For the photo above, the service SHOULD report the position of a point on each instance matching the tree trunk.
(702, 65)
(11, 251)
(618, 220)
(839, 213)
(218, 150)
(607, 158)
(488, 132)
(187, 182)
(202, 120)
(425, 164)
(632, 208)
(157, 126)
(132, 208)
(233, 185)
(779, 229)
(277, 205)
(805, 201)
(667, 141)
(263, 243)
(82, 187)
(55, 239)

### DIRECTIONS
Transcribe every row above verbatim, line by line, without changing any character.

### FINAL ANSWER
For the photo above, the service SHOULD report the position of a point on each instance matching the tree trunk.
(702, 65)
(11, 251)
(618, 220)
(839, 213)
(218, 150)
(607, 158)
(488, 132)
(187, 182)
(202, 120)
(425, 164)
(632, 208)
(157, 126)
(132, 208)
(233, 185)
(779, 229)
(277, 205)
(805, 201)
(667, 141)
(263, 243)
(82, 187)
(55, 239)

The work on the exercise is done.